** Begin Given information **

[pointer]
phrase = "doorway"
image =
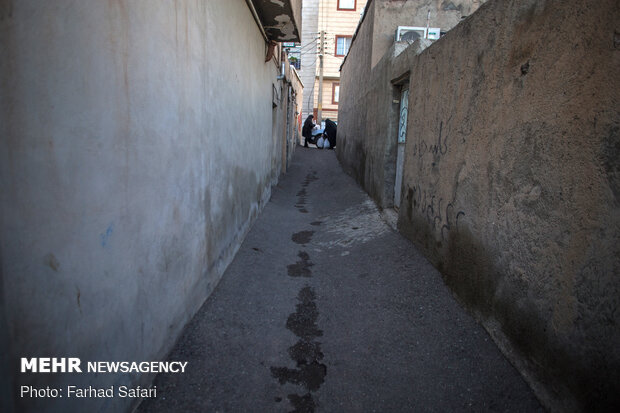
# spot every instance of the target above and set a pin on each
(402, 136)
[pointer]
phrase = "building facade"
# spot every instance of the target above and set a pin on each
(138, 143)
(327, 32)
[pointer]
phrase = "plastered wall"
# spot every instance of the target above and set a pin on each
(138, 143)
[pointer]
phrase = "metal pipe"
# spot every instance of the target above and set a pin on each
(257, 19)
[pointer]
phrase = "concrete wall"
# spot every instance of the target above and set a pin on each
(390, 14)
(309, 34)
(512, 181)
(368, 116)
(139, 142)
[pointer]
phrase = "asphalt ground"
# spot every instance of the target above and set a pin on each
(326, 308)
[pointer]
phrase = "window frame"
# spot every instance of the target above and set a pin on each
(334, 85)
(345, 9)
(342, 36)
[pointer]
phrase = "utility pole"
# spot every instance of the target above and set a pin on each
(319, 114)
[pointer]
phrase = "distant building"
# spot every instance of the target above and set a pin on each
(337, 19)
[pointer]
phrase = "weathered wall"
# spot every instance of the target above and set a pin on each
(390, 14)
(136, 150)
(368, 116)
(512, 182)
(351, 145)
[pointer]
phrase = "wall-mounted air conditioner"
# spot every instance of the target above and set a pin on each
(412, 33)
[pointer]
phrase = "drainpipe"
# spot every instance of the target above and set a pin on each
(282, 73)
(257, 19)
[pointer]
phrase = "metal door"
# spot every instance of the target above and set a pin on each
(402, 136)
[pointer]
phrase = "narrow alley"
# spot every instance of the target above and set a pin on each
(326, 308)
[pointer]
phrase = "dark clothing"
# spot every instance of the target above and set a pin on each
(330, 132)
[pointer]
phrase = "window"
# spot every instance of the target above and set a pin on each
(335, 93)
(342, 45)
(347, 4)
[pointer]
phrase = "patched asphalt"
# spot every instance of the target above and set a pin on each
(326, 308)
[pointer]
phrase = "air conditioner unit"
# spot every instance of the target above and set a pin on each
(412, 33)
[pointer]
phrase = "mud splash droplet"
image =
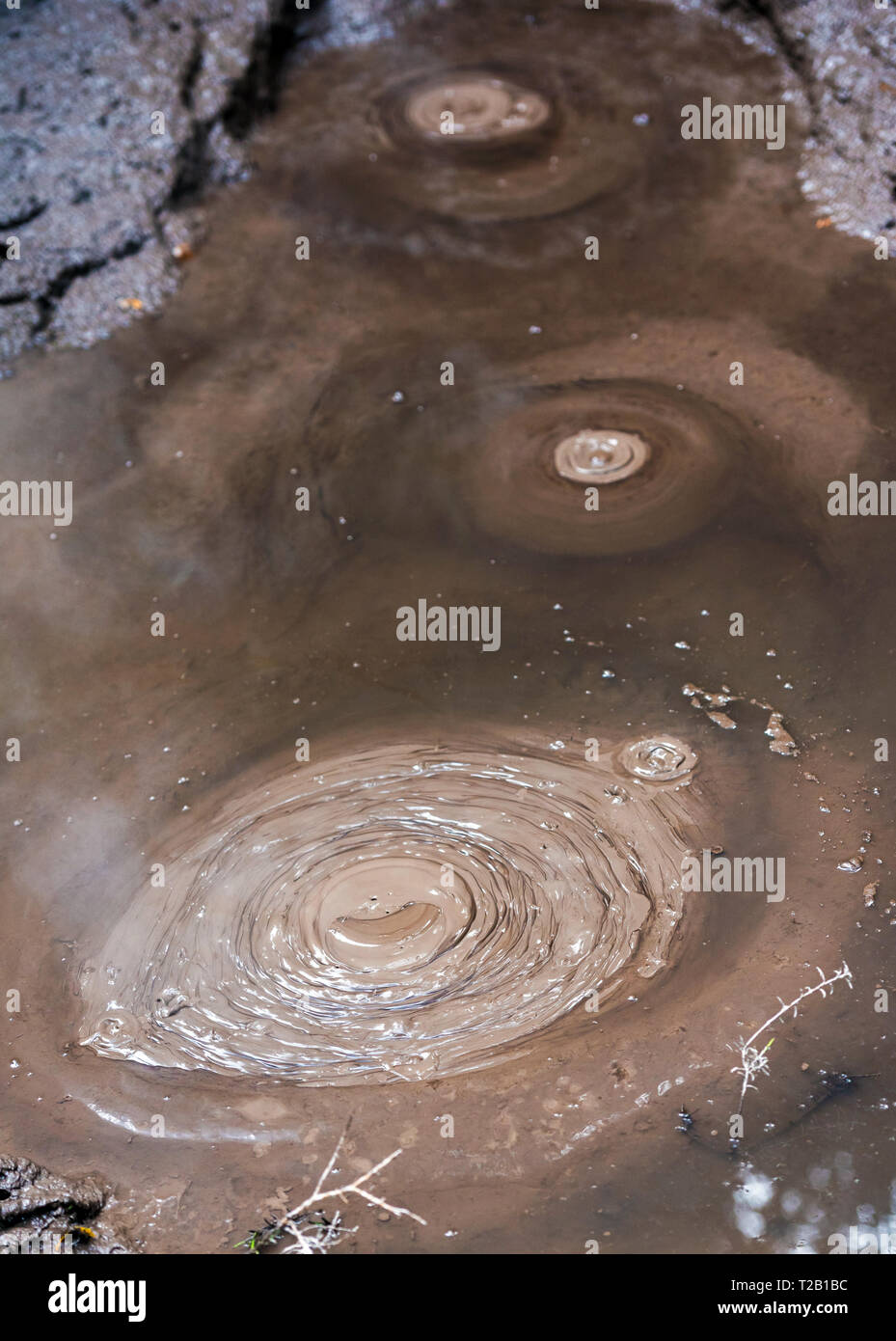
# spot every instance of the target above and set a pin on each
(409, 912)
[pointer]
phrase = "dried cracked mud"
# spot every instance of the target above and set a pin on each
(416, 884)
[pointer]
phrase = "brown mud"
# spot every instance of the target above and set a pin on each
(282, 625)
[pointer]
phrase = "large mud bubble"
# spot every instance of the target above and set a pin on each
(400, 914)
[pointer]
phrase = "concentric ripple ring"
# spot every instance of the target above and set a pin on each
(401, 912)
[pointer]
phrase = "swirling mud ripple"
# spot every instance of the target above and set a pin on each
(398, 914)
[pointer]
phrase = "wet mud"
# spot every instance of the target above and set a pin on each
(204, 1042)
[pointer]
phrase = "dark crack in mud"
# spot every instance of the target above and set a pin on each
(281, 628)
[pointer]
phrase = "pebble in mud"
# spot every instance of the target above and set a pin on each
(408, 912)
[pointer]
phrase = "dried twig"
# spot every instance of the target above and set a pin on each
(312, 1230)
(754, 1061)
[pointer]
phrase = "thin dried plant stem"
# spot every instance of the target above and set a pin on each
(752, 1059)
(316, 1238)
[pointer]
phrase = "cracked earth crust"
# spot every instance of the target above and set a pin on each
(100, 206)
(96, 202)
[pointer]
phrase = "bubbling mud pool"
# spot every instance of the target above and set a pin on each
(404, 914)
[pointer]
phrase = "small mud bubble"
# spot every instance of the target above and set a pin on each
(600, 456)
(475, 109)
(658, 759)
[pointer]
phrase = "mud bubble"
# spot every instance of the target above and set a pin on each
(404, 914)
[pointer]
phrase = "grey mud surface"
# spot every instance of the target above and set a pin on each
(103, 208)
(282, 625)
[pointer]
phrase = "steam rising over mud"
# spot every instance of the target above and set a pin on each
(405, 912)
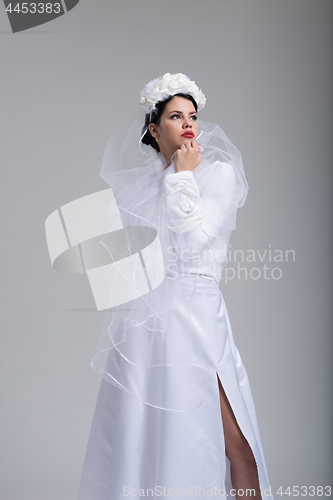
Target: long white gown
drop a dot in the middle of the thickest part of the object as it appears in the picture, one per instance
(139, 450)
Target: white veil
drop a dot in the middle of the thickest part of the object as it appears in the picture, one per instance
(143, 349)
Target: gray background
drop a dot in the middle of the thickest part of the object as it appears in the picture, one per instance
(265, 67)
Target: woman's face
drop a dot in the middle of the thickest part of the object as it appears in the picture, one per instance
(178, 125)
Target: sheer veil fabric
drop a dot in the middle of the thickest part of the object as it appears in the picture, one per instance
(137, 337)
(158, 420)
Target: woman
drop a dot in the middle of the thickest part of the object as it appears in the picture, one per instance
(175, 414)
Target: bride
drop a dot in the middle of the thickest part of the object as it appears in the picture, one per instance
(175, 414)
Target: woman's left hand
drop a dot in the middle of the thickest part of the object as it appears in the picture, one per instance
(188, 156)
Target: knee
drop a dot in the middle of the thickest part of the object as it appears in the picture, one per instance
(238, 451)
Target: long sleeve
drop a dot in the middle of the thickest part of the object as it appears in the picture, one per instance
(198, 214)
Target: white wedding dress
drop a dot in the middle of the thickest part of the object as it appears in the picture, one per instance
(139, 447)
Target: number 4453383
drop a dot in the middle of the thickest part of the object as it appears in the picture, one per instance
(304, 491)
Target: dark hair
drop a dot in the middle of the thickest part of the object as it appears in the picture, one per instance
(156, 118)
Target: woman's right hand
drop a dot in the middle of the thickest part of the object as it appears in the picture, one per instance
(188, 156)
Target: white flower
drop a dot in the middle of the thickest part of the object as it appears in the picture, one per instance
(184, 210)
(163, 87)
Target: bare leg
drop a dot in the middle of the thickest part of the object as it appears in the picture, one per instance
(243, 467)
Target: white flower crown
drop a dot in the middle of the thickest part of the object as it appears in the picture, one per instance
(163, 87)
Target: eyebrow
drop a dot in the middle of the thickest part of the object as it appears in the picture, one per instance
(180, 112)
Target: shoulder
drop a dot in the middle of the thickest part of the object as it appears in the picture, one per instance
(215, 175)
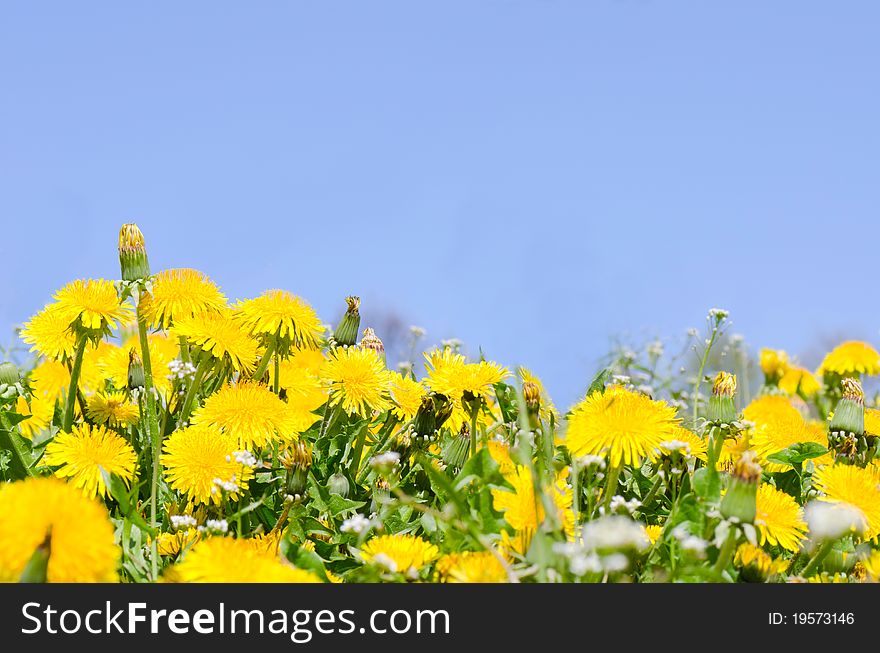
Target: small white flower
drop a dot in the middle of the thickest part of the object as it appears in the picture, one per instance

** End Given information **

Exercise brief: Copy out every item above word for word, leaving out the pictures.

Finished answer:
[pointer]
phrase = "doorway"
image =
# spot every instance of the target above and set a pin on each
(402, 136)
[pointer]
phrase = "building facade"
# spot every instance of the target above and set a pin on each
(138, 143)
(327, 32)
[pointer]
phrase = "plastered wall"
# spot every instance of the target above and set a pin on each
(138, 143)
[pointer]
phrase = "metal pipe"
# spot every instance of the target above and set a pin on each
(257, 19)
[pointer]
phrase = "concrete wall"
# spot every instance of the target above and set a pin on each
(390, 14)
(309, 34)
(512, 181)
(368, 116)
(139, 142)
[pointer]
phrase = "asphalt ground"
# spot every instance of the target above and set a pin on each
(326, 308)
[pointer]
phrase = "window frame"
# spot every instance of the target above and set a pin on each
(334, 85)
(345, 9)
(342, 36)
[pointer]
phrase = "utility pole"
# spot every instance of the target above and set a pin on each
(319, 114)
[pointer]
phrase = "distant building"
# spot every instance of the target above and set a pin on each
(337, 19)
[pointer]
phrase = "weathered wall"
# spot every instance of the target above and set a pin on each
(390, 14)
(136, 150)
(368, 116)
(512, 182)
(351, 145)
[pointer]
phrase = "wall-mounted air conditioner"
# spot every instance of the target above and set a pin on each
(412, 33)
[pointer]
phrase = "drainpipe"
# spot every instance of the target above and set a pin on each
(282, 73)
(257, 19)
[pointer]
phrase = "metal door"
# spot every instance of the target above and set a pin on each
(402, 136)
[pointer]
phrase = "narrow alley"
# spot every instance of the target above and set a pin on each
(326, 308)
[pointer]
phrase = "dark clothing"
# spot every instance of the target above and set a pin on each
(330, 132)
[pointer]
phrase = "window"
# spot every instance of the target above and set a pin on each
(335, 93)
(342, 45)
(347, 4)
[pointer]
phrase = "patched asphalt"
# spot every instance of the target above and set a pin on each
(326, 308)
[pointer]
phrase = "air conditioner unit"
# spot every instance of the target above and set a pin on each
(412, 33)
[pointer]
phrase = "mud splash droplet"
image =
# spot every instance of the target above and set a pin on each
(409, 912)
[pointer]
phrase = "dried cracked mud"
# spot every instance of the target above and set a pin on each
(416, 884)
[pointer]
phrase = "brown mud"
# spot every instance of the target above and set a pin on each
(282, 625)
[pointer]
phrase = "large mud bubble"
# spot every instance of the target above and set a pin on each
(400, 914)
[pointer]
phrase = "concentric ripple ring"
# spot every instance of the target above and set a pin on each
(401, 912)
[pointer]
phrase = "swirling mud ripple"
# spot every instance of the target above and set a pin on each
(398, 914)
[pointer]
phrase = "wet mud"
# spot every instance of the target above and set a pin on each
(204, 1042)
[pointer]
phrase = "dark crack in mud"
# spot every instance of the target above and set a pin on each
(281, 628)
[pointer]
phrase = "pebble in mud"
# spot every instance of the target above and set a pin on each
(408, 912)
[pointer]
phrase = "dried twig"
# spot every instance of the target above and set a pin on each
(312, 1230)
(754, 1061)
[pointer]
phrase = "thin dried plant stem"
# spot every instance of the target above and set a pin on each
(752, 1059)
(316, 1238)
[pointer]
phrase = "cracked earth crust"
# spot every instance of the target above and set a pin on each
(100, 206)
(96, 202)
[pointer]
phrase = "bubbling mud pool"
# spot every instance of the target above and set a pin on each
(404, 914)
[pointer]
phrase = "small mud bubble"
# spot every instance of the target above and set a pin on each
(600, 456)
(475, 109)
(658, 759)
[pointer]
phrase = "mud bubble"
# spot every instance of the target above and set a pin on each
(404, 914)
[pointer]
phrase = "grey mud surface"
# spot every instance of the target above and set a pin on each
(103, 208)
(282, 625)
[pointer]
phrase = "steam rising over mud"
# spot every instance of the target above and set a pin on each
(405, 912)
Target: long white gown
drop a dot in the middle of the thickest part of the object as it appears in the picture, one per instance
(139, 450)
Target: white veil
drop a dot in the middle of the thickest part of the object as it appears in the picture, one per instance
(143, 349)
Target: gray background
drop a dot in the middle of the thickest part of the object as it appears in the picture, one per instance
(265, 67)
Target: woman's face
drop a dot in the middle of the thickest part of the object as it appears in the picture, one per instance
(178, 125)
Target: sheer veil fabric
drop a dot in the middle of the thickest part of the object as it appears in the picture, one per instance
(137, 337)
(158, 420)
Target: woman
drop a dot in the middle of the thickest part of the object as it appears in the picture, one per instance
(175, 414)
Target: bride
drop a dot in the middle of the thickest part of the object as it appears in the picture, one per instance
(175, 414)
Target: woman's left hand
drop a dot in the middle of the thickest part of the object as it appears in the picture, one per instance
(188, 156)
Target: knee
drop a dot in the middle of the thickest part of the object as it appears in the picture, one per instance
(238, 451)
Target: long sleeve
drop a dot in the middle of the thickest part of the object as it appears in the picture, one per instance
(198, 214)
Target: white wedding dress
drop a dot in the middle of the thickest part of the object as it appears in the picture, one per instance
(139, 447)
Target: number 4453383
drop a dot in the middle of the thickest part of the object as it appears in the picture, one per instance
(304, 491)
Target: dark hair
drop a dot in the middle of the thickest part of the object as it appears in the picture, one per instance
(156, 118)
Target: woman's right hand
drop a dot in the middle of the thickest part of the object as it appears in the picture, one per instance
(188, 156)
Target: white flower
drop a dot in the middle of the thickest part of the object as it appears in the picture, one per instance
(184, 210)
(163, 87)
Target: bare leg
drop a dot in the middle of the thickest part of the object as it appears in the picture, one per instance
(243, 467)
Target: white flower crown
drop a dot in the middle of the thickest part of the object as it appears in the picture, one per instance
(163, 87)
Target: eyebrow
drop a dot in the middle of the thickest part of the object as it appears in the picture, one per instance
(180, 112)
Target: shoulder
drop a dot in the middle of the thickest part of the object as it appears in the picture, one per instance
(215, 175)
Target: small white flower
drop a dot in the middle of the thickest part of the object as it appears in the picture, one per instance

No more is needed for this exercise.